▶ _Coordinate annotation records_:

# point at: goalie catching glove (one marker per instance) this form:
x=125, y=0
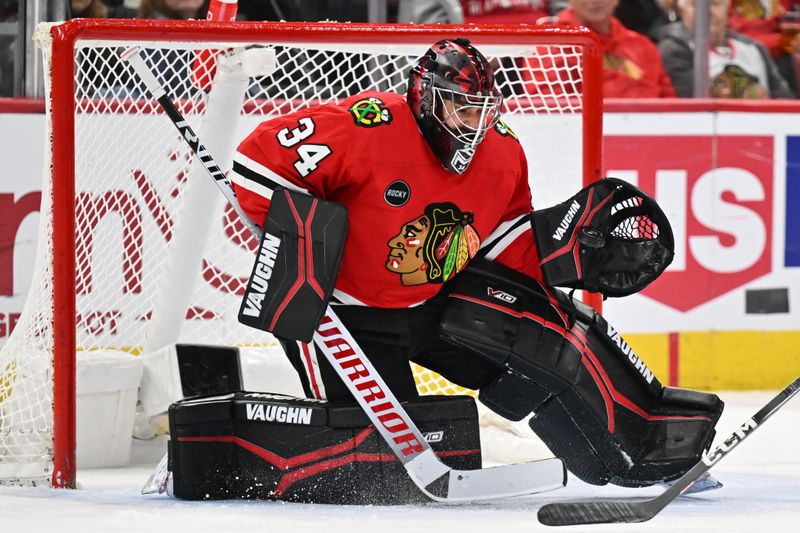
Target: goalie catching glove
x=610, y=238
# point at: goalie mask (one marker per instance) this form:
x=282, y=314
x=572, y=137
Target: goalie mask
x=453, y=96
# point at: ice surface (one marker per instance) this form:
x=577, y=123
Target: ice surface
x=761, y=494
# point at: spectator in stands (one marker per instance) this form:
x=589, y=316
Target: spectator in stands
x=775, y=24
x=739, y=67
x=173, y=9
x=643, y=16
x=631, y=63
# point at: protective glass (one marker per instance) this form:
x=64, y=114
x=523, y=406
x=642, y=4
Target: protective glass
x=467, y=117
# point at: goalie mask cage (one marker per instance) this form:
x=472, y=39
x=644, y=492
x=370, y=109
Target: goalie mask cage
x=137, y=250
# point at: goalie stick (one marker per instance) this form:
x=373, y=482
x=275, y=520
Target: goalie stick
x=608, y=511
x=435, y=479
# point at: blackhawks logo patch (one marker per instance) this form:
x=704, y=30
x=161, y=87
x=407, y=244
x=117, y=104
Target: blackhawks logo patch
x=370, y=112
x=503, y=129
x=434, y=246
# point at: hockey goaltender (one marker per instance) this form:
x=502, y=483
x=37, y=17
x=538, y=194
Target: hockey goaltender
x=411, y=216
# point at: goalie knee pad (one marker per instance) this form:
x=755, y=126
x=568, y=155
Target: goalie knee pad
x=270, y=446
x=596, y=404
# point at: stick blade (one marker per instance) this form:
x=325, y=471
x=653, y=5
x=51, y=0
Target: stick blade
x=506, y=481
x=597, y=512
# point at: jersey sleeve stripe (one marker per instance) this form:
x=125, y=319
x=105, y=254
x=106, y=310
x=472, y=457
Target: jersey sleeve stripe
x=504, y=235
x=254, y=172
x=252, y=186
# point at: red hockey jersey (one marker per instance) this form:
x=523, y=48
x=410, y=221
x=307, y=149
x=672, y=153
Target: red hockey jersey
x=413, y=225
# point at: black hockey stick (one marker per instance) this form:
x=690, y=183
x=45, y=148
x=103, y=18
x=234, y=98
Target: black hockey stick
x=608, y=511
x=437, y=480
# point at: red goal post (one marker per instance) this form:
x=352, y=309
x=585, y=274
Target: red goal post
x=118, y=180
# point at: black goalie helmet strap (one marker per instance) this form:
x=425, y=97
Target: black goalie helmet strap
x=610, y=238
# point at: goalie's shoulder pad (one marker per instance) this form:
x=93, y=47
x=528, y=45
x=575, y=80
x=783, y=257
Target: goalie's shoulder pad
x=610, y=238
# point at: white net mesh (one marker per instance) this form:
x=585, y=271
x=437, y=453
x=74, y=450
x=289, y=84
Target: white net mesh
x=132, y=174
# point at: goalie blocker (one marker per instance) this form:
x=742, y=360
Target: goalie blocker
x=249, y=445
x=296, y=267
x=596, y=404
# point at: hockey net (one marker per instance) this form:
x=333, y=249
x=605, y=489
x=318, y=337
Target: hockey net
x=137, y=250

▶ _Task directions_:
Return exactly the lines from the one containing "# point at: goalie knee" through the last line of the records above, both included, and nothing else.

▶ _Complete output_:
# point at: goalie knee pad (one marker per instance) this form:
x=755, y=126
x=568, y=155
Target: goalie knee pad
x=270, y=446
x=596, y=404
# point at: stick blade (one marker per instance) this form:
x=325, y=471
x=653, y=5
x=51, y=0
Target: stick blade
x=506, y=481
x=597, y=512
# point at: jersey sleeve stripe (one marker per instance) this form:
x=125, y=319
x=105, y=254
x=106, y=310
x=472, y=457
Target: jersey sleeve stripe
x=504, y=235
x=254, y=172
x=252, y=186
# point at: red hockey jersey (one marker per instance) this form:
x=523, y=48
x=410, y=221
x=307, y=149
x=672, y=153
Target: red hockey jersey
x=413, y=225
# point at: black hockey stick (one marker per instance) this form:
x=690, y=183
x=45, y=148
x=103, y=18
x=234, y=98
Target: black hockey stick
x=608, y=511
x=437, y=480
# point at: red goal post (one marker per instance) this form:
x=352, y=309
x=585, y=274
Target: red goal post
x=118, y=180
# point at: black goalie helmet strap (one marker per instance) this form:
x=425, y=97
Target: black goalie helmet strap
x=610, y=238
# point at: goalie's shoulder pad (one marker per instance) this form:
x=93, y=47
x=528, y=45
x=575, y=80
x=783, y=257
Target: goalie's shoulder pad
x=610, y=238
# point at: white net mesh (one marker per instance) this form:
x=585, y=271
x=437, y=453
x=74, y=450
x=289, y=84
Target: white net mesh
x=132, y=174
# point at: goalie blocker (one marker per instance) this form:
x=742, y=360
Target: goalie blocker
x=249, y=445
x=296, y=267
x=596, y=404
# point at: hockey net (one marker per instance) this form:
x=333, y=249
x=605, y=489
x=318, y=337
Target: hockey net
x=137, y=250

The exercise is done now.